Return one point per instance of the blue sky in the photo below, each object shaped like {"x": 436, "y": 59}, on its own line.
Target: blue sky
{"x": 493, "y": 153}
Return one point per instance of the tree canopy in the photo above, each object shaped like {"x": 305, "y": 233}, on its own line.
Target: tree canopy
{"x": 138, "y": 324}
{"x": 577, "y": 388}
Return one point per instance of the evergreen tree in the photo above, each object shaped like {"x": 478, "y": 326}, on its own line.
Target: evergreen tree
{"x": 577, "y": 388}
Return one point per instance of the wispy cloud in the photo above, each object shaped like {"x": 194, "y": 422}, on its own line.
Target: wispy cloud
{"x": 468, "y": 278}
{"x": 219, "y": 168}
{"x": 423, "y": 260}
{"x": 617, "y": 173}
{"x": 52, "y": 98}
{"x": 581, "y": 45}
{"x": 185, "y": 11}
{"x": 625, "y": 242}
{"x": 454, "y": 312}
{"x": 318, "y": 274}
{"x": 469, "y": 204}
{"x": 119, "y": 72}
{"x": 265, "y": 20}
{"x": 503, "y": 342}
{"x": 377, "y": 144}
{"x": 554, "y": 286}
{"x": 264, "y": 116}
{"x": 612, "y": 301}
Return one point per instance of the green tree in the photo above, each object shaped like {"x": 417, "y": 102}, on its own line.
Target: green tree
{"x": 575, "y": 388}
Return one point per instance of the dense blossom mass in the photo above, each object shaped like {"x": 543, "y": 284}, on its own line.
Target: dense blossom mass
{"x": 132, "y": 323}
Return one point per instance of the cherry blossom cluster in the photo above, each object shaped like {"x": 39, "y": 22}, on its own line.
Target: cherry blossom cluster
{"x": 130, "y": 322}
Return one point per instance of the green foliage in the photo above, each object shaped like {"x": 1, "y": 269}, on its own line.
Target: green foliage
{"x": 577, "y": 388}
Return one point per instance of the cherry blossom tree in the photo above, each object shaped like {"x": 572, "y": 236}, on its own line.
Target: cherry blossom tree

### TASK STATEMENT
Reproduce the records verbatim, starting at the line that contains "Return one point per instance of the cherry blossom tree" and continuing through the last line of the records, with both ends included.

### REPLY
Return one point per instance of the cherry blossom tree in the photo above, each object shaped like {"x": 572, "y": 236}, on its own line.
Target: cherry blossom tree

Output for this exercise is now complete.